Task requirements: Output all entries exactly as they appear and skip the pictures.

(Referring expression data)
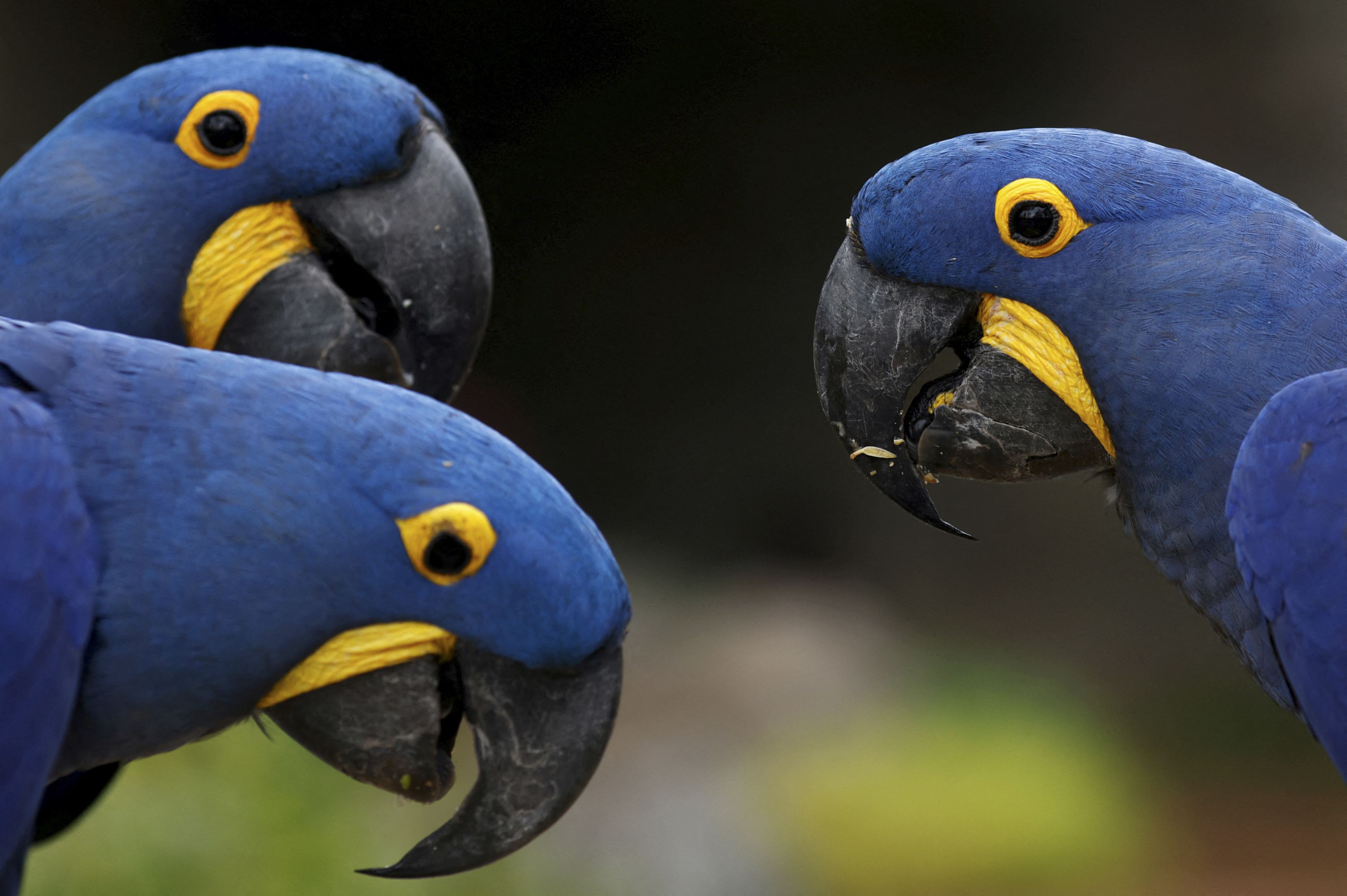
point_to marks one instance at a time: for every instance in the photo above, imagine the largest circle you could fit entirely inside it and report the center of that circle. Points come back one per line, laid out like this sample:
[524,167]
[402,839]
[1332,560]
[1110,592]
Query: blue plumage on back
[1193,298]
[48,572]
[1288,517]
[246,514]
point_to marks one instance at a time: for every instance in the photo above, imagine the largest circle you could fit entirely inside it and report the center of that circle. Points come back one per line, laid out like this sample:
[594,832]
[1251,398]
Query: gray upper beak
[875,334]
[399,287]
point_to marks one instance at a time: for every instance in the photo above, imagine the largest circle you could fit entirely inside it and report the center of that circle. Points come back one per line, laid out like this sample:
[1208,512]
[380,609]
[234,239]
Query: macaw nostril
[916,426]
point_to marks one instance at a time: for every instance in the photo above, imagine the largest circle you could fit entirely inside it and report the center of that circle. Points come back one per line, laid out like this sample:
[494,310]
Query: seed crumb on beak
[871,451]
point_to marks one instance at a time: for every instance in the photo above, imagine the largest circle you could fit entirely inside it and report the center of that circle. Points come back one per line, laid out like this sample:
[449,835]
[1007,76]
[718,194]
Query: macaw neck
[91,248]
[1179,391]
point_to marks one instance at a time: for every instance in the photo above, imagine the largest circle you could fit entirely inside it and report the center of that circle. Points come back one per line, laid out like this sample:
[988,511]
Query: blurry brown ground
[666,182]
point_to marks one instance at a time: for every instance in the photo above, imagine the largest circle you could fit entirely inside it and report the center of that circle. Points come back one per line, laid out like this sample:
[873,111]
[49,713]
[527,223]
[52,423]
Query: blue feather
[1288,518]
[48,573]
[101,220]
[1191,299]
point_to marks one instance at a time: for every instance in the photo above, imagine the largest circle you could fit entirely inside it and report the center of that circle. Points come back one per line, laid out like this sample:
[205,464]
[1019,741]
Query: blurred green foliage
[240,814]
[989,783]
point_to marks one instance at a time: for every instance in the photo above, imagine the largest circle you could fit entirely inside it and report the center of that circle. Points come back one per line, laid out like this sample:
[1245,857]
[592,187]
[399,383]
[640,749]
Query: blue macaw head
[270,201]
[1116,306]
[361,562]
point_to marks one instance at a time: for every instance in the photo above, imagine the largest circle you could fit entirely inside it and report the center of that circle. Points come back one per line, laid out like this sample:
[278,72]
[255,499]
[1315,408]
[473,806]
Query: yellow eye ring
[220,128]
[449,542]
[1036,219]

Response:
point_to marks one instance at a time: for every instance in the photo above, imagine the largest circle you could fit entirely inside it and report the center of that circle. Points come back one per line, laid out like this sample:
[524,167]
[402,839]
[1332,560]
[1110,592]
Query: blue plumage on back
[1193,298]
[48,572]
[1288,517]
[246,514]
point_to marks one instance at a time: for every instance in the photo above, imagine the largest circle you could fit entirely inside it and report the center of that circle. Points come back one per line, laid out like this sample:
[594,832]
[1251,398]
Query: gray upper beak
[875,334]
[399,287]
point_to marks one instance at a time: for every instance in the photo above, imagine the largest circle you could fit entirely inside it and report the center of that circle. Points come back one per line, laid out like this sample:
[1208,512]
[380,609]
[234,239]
Query: macaw nostril
[916,426]
point_to marks one instance at a time: for every instance in the photo above, imagine the largest circle you could fit entirely inside it and report the center of that circle. Points come back one per line, laid out like this sample:
[494,310]
Query: seed crumb on beak
[871,451]
point_to marks one instance at a time: for every instance in the photo above, imagine the largest circle you could fit entirely inside it and report the center of that circle. Points come back one per line, laid out like this sample:
[449,835]
[1007,76]
[718,194]
Query: macaw neck
[91,248]
[1179,391]
point_to marks one instance at a time: for every instance in the photo above, imagine the largest circle you could fit entirely inside it and report the center of that circle. Points come back one per line, laid out like this sample:
[988,511]
Query: blurry brown ground
[666,182]
point_to marks one instance at a time: for every instance in the photo above, imagine the largest circle you could fit entirely inside it and report the center of that circle. Points come back one per line, laid out like this sample:
[873,111]
[49,713]
[527,223]
[52,423]
Query: blue feather
[1288,518]
[48,573]
[101,220]
[1191,299]
point_to marks one instance at a time: for every instance in the photo above, imagine the largest circle you could fit entirely inside it and report the center of that circle. Points come back one per line, laid out like this sample:
[205,464]
[1019,741]
Query: blurred green foliage
[240,814]
[989,783]
point_to marks one instance at a time: for every instance in the photo above, imagine the largest circle you could fit entirely inside it and report the center of that circle. Points come back one per line, laid out like this sample:
[1245,857]
[592,187]
[399,383]
[640,749]
Query: blue macaw head
[270,201]
[1116,306]
[361,562]
point_to marks one instance at a time: for every instance in the photo above, imagine the largest circle you could fit entirely inside it and report the center of that circle. Points come back one per line, laid out like this sample:
[278,72]
[255,499]
[1315,408]
[473,806]
Query: yellow eye ring
[220,128]
[449,542]
[1036,219]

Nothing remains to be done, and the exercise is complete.